_Directions_
A – In the story about the break-in, write the passage from "Yeah, we were" to "this guy was." again, swapping "doorstep" for "front step".
B – In the story about the break-in, who did the man at the door claim to be?

_Passage given_
I hate guns.
Let me tell you a story. It’s anecdote, not data, but it happened to me, some years ago.
It’s a story about fear, violence and self defence.
In 1995, I was sixteen. I lived with my mother and my sister, my father having left a year or three previously. As we were hard up, my mother and I decided that we ought to take in a lodger.
We put an advert in the local paper and a week or so later a nice, slightly dim but steady-seeming young man by the name of Mark Gunning came through our door. We’d checked him out and he seemed okay, so we had him sign a lease agreement and he moved in. My friend Gav came over to watch the X Files- we had cable and he didn’t- so the three of us sat on the sofa and watched the telly while my mum went to the local pub with her friends. After an hour or two, Mark-the-lodger decided to go to the shops to get some tea. We watched the Outer Limits.
Yeah, we were geeks.
At about half past ten there was a knock on the door. I answered it, being the eldest and it being my house and all. There was a man with tattoos on his forehead on the doorstep.
“Hello?” I had no idea who this guy was.
“Is Mark there? I’m his brother.” So that’s who he was.
“No, he’s not here right now-”
WHAM!
He punched me full in the face, breaking my nose and knocking me over backwards. He pushed past me as I scrambled to stand back up. There was a handle sticking out of his jacket pocket.
The things that happened next happened very quickly. Two women, one of them holding a two-litre bottle of milk, followed him in. I was quite confused, had no idea what was going on but regardless I was glad Mark wasn’t here because this guy was fairly unpleasant at best. Gav and my sister were on their feet. I stood between them and the man.
“He’s not here! He went to the shops! I don’t know where he is!”
“Fuckin’ liar!” At this point he went for me with a meat cleaver. Fortunately I had pretty quick reactions, or I’d have lost an important twenty centimetres off the top of my head. The two women- I still don’t know who they were or why they were with this maniac- were alternately trying to calm the guy down and talk to my sister. Gav had got my hand signals and gone off to call the police- this was before cellphones were everywhere.
Something seemed to snap inside the guy and he went for me again, picking up a chair and swinging it at me, I stepped back and he did a full circle. I shoulder-charged him and he went flying; it gave me a split second to push my sister out of the front door, lock it and lock myself in the downstairs toilet, which had a solid-core door that opened outwards.

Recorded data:
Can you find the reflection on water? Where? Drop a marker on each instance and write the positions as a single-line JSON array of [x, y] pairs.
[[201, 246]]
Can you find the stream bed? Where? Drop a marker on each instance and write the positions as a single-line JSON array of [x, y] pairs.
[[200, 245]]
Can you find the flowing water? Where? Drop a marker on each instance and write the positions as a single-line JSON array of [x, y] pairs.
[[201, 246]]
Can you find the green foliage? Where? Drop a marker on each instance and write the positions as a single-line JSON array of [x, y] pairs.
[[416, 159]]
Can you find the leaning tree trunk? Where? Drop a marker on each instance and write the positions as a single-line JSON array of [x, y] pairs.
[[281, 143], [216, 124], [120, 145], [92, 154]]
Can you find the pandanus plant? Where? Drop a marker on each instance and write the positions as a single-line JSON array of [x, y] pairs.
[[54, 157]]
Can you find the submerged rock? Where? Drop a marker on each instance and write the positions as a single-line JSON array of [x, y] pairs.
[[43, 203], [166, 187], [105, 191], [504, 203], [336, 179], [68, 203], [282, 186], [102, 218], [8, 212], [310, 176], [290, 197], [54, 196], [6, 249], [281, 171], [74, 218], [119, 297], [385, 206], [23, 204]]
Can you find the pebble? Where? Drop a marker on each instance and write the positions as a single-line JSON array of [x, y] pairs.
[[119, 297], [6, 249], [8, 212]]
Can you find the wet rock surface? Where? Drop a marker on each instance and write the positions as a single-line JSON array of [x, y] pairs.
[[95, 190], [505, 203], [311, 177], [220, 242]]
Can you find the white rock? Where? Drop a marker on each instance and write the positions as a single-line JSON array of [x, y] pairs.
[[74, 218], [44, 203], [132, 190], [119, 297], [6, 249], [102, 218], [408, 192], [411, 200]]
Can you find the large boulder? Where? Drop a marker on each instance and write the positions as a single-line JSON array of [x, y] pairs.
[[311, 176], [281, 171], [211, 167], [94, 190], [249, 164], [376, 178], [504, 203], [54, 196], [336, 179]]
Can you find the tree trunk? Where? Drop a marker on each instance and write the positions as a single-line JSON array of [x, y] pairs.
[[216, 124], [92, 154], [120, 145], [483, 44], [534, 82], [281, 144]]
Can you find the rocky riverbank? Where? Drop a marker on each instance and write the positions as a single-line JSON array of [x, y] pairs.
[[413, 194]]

_Results by task_
A –
Yeah, we were geeks.
At about half past ten there was a knock on the door. I answered it, being the eldest and it being my house and all. There was a man with tattoos on his forehead on the front step.
“Hello?” I had no idea who this guy was.

B – Mark's brother.